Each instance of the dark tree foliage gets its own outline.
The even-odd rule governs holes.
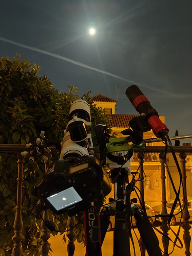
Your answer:
[[[40,76],[40,67],[21,61],[19,56],[12,61],[0,59],[0,143],[26,144],[33,141],[41,131],[47,139],[61,140],[68,122],[71,103],[78,98],[78,88],[69,86],[67,92],[52,88],[47,76]],[[104,111],[93,105],[90,92],[82,99],[91,107],[91,119],[97,123],[107,124],[108,117]],[[58,158],[59,155],[53,155]],[[31,195],[35,184],[44,173],[44,164],[39,159],[33,163],[25,159],[23,190],[22,241],[24,255],[40,255],[41,220],[36,215],[38,198]],[[13,247],[13,222],[17,198],[17,158],[14,154],[0,155],[0,255],[8,256]],[[56,229],[63,230],[67,216],[56,216],[50,211],[50,221]],[[78,221],[82,215],[76,216]],[[82,225],[76,228],[77,239],[84,239]],[[56,233],[53,232],[53,235]]]

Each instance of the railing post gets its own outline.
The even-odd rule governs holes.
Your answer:
[[[183,185],[183,201],[184,206],[183,212],[183,222],[181,225],[181,227],[184,230],[183,236],[183,241],[185,246],[185,254],[187,256],[190,255],[190,236],[189,230],[191,226],[189,223],[189,219],[190,218],[189,213],[187,207],[187,186],[186,184],[186,169],[185,168],[185,163],[186,161],[185,158],[187,155],[185,153],[181,152],[179,154],[179,157],[181,158],[181,164],[182,180]]]
[[[47,153],[46,155],[48,157],[46,157],[44,160],[45,173],[46,173],[47,165],[49,164],[49,160],[52,156],[50,153]],[[43,211],[43,219],[46,221],[49,220],[49,211],[48,210],[45,210]],[[41,255],[42,256],[47,256],[49,251],[49,245],[48,240],[51,235],[49,233],[49,229],[45,226],[44,222],[43,220],[41,221],[41,227],[42,227],[42,230],[40,237],[42,239],[43,241],[41,247]]]
[[[145,200],[144,199],[144,176],[143,176],[143,163],[144,160],[143,160],[145,156],[143,156],[143,158],[142,159],[142,156],[143,155],[142,153],[138,153],[137,154],[137,157],[139,158],[139,164],[140,165],[140,168],[139,169],[139,172],[140,174],[140,177],[139,178],[140,181],[140,190],[141,190],[141,194],[142,194],[143,196],[143,201],[142,201],[143,204],[145,204]],[[143,201],[142,198],[143,198],[142,195],[140,195],[140,198]]]
[[[143,159],[142,159],[142,157],[143,156]],[[137,154],[137,157],[139,158],[139,165],[140,165],[140,167],[139,168],[139,172],[140,174],[140,177],[139,179],[140,180],[140,190],[141,190],[141,193],[140,194],[140,198],[142,200],[142,201],[143,204],[145,204],[145,199],[144,199],[144,176],[143,176],[143,163],[144,163],[144,158],[145,155],[143,155],[142,153],[138,153]],[[142,194],[143,196],[142,196]],[[146,248],[145,246],[145,244],[143,243],[143,240],[141,237],[140,237],[139,239],[139,244],[140,245],[140,247],[141,248],[141,256],[145,256],[145,251]]]
[[[14,235],[12,237],[12,240],[14,242],[14,247],[12,250],[13,256],[20,256],[21,255],[22,249],[21,241],[23,238],[21,233],[21,230],[23,226],[22,218],[22,189],[23,181],[23,163],[24,162],[24,156],[21,155],[21,153],[17,155],[18,158],[18,174],[17,179],[17,206],[16,215],[14,221],[13,227],[15,231]]]
[[[164,153],[160,153],[159,155],[160,158],[160,162],[161,163],[161,178],[162,180],[162,214],[167,214],[167,208],[166,204],[166,186],[165,183],[165,155]],[[170,229],[168,225],[168,217],[162,217],[162,224],[161,226],[160,229],[163,231],[163,232],[165,235],[162,237],[162,242],[163,246],[164,252],[163,256],[168,256],[168,249],[169,240],[168,239],[166,236],[168,235],[168,231]]]
[[[76,224],[75,216],[72,216],[72,217],[69,216],[67,224],[67,227],[69,228],[69,229],[74,227]],[[68,256],[73,256],[75,248],[74,242],[76,239],[76,233],[72,229],[67,232],[66,235],[69,238],[68,244],[67,247]]]

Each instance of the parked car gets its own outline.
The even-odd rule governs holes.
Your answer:
[[[136,206],[141,207],[141,205],[138,203],[134,203],[134,205]],[[147,215],[149,217],[149,220],[152,224],[155,220],[155,212],[153,208],[150,206],[146,204],[145,204],[145,209]],[[136,220],[134,216],[132,216],[132,222],[133,226],[135,226]],[[110,218],[110,222],[109,225],[108,231],[110,231],[112,229],[114,229],[115,227],[115,216],[111,215]]]
[[[181,209],[182,209],[184,206],[183,202],[182,201],[183,198],[182,197],[180,197],[179,198],[180,199],[180,201],[181,201]],[[190,215],[190,218],[189,221],[192,221],[192,197],[187,197],[187,199],[188,200],[187,207]],[[167,202],[166,204],[168,214],[171,213],[171,211],[174,200],[175,198],[170,199]],[[161,213],[162,211],[162,204],[153,206],[153,208],[156,213],[156,214]],[[170,226],[174,226],[177,222],[180,222],[181,219],[181,207],[178,202],[177,202],[175,210],[174,212],[174,215],[171,220],[170,223]],[[182,221],[182,219],[181,220],[181,221]]]

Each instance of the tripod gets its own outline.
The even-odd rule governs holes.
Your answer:
[[[115,174],[117,171],[117,169],[113,169],[112,172]],[[118,175],[117,180],[114,181],[114,188],[117,189],[117,191],[114,192],[114,194],[115,195],[116,194],[119,197],[118,198],[125,197],[124,199],[125,203],[123,200],[119,200],[116,201],[115,208],[113,206],[114,206],[114,204],[109,207],[103,208],[96,221],[98,224],[100,223],[101,227],[100,234],[98,235],[99,229],[96,226],[93,226],[89,230],[86,229],[87,233],[92,234],[92,237],[94,238],[94,241],[91,241],[90,236],[90,239],[87,240],[86,256],[101,255],[101,247],[110,224],[111,214],[114,215],[114,213],[115,219],[113,232],[113,256],[131,256],[130,219],[132,216],[134,216],[136,219],[137,227],[149,256],[162,256],[158,240],[148,219],[145,207],[142,208],[135,206],[131,202],[131,193],[135,183],[134,178],[126,186],[126,195],[125,195],[123,183],[127,181],[127,172],[123,169],[121,174]],[[87,227],[87,225],[85,226]],[[90,232],[90,230],[91,231]],[[97,235],[94,235],[94,233]],[[97,240],[95,240],[96,237],[98,238]]]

WHAT THE TASK ASKS: Copy every line of the records above without changes, but leave out the pictures.

RESULT OF THE EXERCISE:
Each instance of the dark tree foliage gets its own outline.
The even-odd rule governs holes.
Your answer:
[[[40,76],[40,67],[21,61],[19,56],[12,61],[0,59],[0,143],[26,144],[33,141],[41,131],[47,139],[61,140],[68,122],[71,103],[78,98],[78,88],[69,86],[67,92],[52,88],[47,76]],[[104,111],[93,105],[90,92],[82,99],[91,107],[91,119],[97,123],[107,124],[108,117]],[[58,158],[59,155],[53,155]],[[31,195],[35,184],[44,173],[44,164],[39,159],[33,163],[25,159],[23,190],[22,241],[24,255],[40,255],[41,220],[36,215],[38,198]],[[13,247],[13,222],[17,198],[17,158],[14,154],[0,155],[0,255],[8,256]],[[56,229],[63,230],[67,216],[56,216],[50,211],[50,221]],[[78,221],[82,215],[76,216]],[[82,225],[76,228],[77,239],[84,239]],[[56,233],[53,232],[53,235]]]

Each instance of the railing post gets its own outline.
The even-odd rule governs holes.
Your answer:
[[[183,185],[183,201],[184,206],[183,212],[183,222],[181,225],[181,227],[184,230],[183,236],[183,241],[185,246],[185,254],[187,256],[190,255],[190,236],[189,230],[191,226],[189,223],[189,219],[190,218],[189,213],[187,207],[187,186],[186,184],[186,169],[185,168],[185,163],[186,161],[185,158],[187,155],[185,153],[181,152],[179,154],[179,157],[181,158],[181,164],[182,180]]]
[[[47,153],[46,155],[48,157],[46,157],[44,160],[45,173],[46,173],[47,165],[49,164],[49,160],[52,156],[50,153]],[[43,211],[43,219],[46,221],[49,220],[49,211],[48,210],[45,210]],[[41,255],[42,256],[47,256],[49,251],[49,245],[48,240],[51,235],[49,233],[49,229],[45,226],[44,222],[43,220],[41,221],[41,227],[42,227],[42,230],[40,237],[42,239],[43,241],[41,247]]]
[[[145,200],[144,199],[144,176],[143,176],[143,163],[144,160],[143,160],[145,156],[143,156],[143,158],[142,159],[142,156],[143,155],[142,153],[138,153],[137,154],[137,157],[139,158],[139,164],[140,165],[140,168],[139,169],[139,172],[140,174],[140,177],[139,178],[140,181],[140,190],[141,190],[141,194],[142,194],[143,196],[143,201],[142,201],[143,204],[145,204]],[[143,201],[142,198],[143,198],[142,195],[140,195],[140,198]]]
[[[143,159],[142,159],[142,157],[143,156]],[[137,154],[137,157],[139,158],[139,165],[140,165],[140,167],[139,168],[139,172],[140,174],[140,177],[139,179],[140,180],[140,190],[141,190],[141,193],[140,194],[140,198],[142,200],[142,201],[143,204],[145,204],[145,199],[144,199],[144,176],[143,176],[143,163],[144,163],[144,158],[145,155],[143,155],[142,153],[138,153]],[[142,194],[143,196],[142,196]],[[146,248],[145,246],[145,244],[143,243],[143,240],[141,237],[140,237],[139,239],[139,244],[140,245],[140,247],[141,248],[141,256],[145,256],[145,251]]]
[[[14,235],[12,237],[12,240],[14,242],[14,247],[12,250],[13,256],[20,256],[21,255],[22,249],[21,241],[23,238],[21,233],[21,230],[23,226],[22,218],[22,189],[23,181],[23,163],[24,162],[24,156],[21,155],[21,153],[17,155],[18,158],[18,174],[17,179],[17,206],[16,215],[14,221],[13,227],[15,231]]]
[[[164,153],[160,153],[159,155],[160,158],[160,162],[161,163],[161,178],[162,180],[162,214],[167,214],[167,208],[166,204],[166,186],[165,183],[165,155]],[[170,229],[168,225],[168,217],[162,217],[162,224],[161,226],[160,229],[163,231],[163,232],[165,235],[162,237],[162,242],[163,246],[164,252],[163,256],[168,256],[168,249],[169,240],[168,239],[166,236],[168,235],[168,231]]]
[[[76,224],[75,216],[72,216],[72,217],[69,216],[67,224],[67,227],[69,228],[69,229],[74,227]],[[68,256],[73,256],[75,248],[74,242],[76,239],[76,233],[72,229],[67,232],[66,235],[69,238],[68,244],[67,247]]]

Each instance of the parked car gets its own outline.
The even-odd rule governs holes.
Your answer:
[[[136,206],[141,207],[141,205],[138,203],[134,203],[134,205]],[[147,215],[149,217],[149,220],[152,224],[155,220],[155,212],[153,208],[150,206],[146,204],[145,204],[145,209]],[[136,220],[134,216],[132,216],[132,222],[133,226],[135,226]],[[110,218],[110,222],[109,225],[108,231],[110,231],[112,229],[114,229],[115,227],[115,216],[111,215]]]
[[[181,209],[182,209],[184,206],[183,202],[182,201],[183,198],[182,197],[180,197],[179,198],[180,199],[180,201],[181,201]],[[190,215],[190,218],[189,221],[192,221],[192,197],[187,197],[187,199],[188,200],[187,207]],[[167,202],[166,204],[168,214],[171,213],[171,211],[174,200],[175,198],[170,199]],[[161,213],[162,211],[162,204],[153,206],[153,208],[156,213],[156,214]],[[170,226],[174,226],[177,222],[180,222],[181,219],[181,207],[178,202],[177,202],[175,210],[174,212],[174,215],[171,220],[170,223]],[[182,221],[182,219],[181,220],[181,221]]]

Each instance of the tripod gets its own outline.
The even-odd rule governs holes.
Your answer:
[[[115,174],[117,171],[117,169],[113,169],[112,172]],[[118,175],[117,180],[114,181],[114,188],[117,189],[117,191],[114,192],[114,194],[115,195],[116,194],[119,197],[118,198],[125,197],[124,199],[125,203],[123,200],[119,200],[116,201],[115,208],[113,206],[114,206],[114,204],[109,207],[103,208],[96,221],[98,224],[100,223],[101,227],[100,234],[98,235],[99,229],[96,226],[93,226],[89,230],[86,229],[87,233],[92,234],[92,237],[94,238],[94,241],[91,241],[90,236],[90,239],[87,240],[86,256],[101,255],[101,247],[110,224],[111,214],[114,215],[114,213],[115,219],[113,232],[113,256],[131,256],[130,219],[132,216],[134,216],[136,219],[137,227],[149,256],[162,256],[158,240],[148,219],[145,207],[142,208],[135,206],[131,202],[131,193],[135,183],[134,178],[126,186],[126,195],[125,195],[123,183],[127,181],[127,172],[123,169],[121,174]],[[87,227],[87,225],[85,226]],[[90,232],[90,230],[91,231]],[[97,235],[94,235],[94,233]],[[97,240],[95,240],[96,237],[98,238]]]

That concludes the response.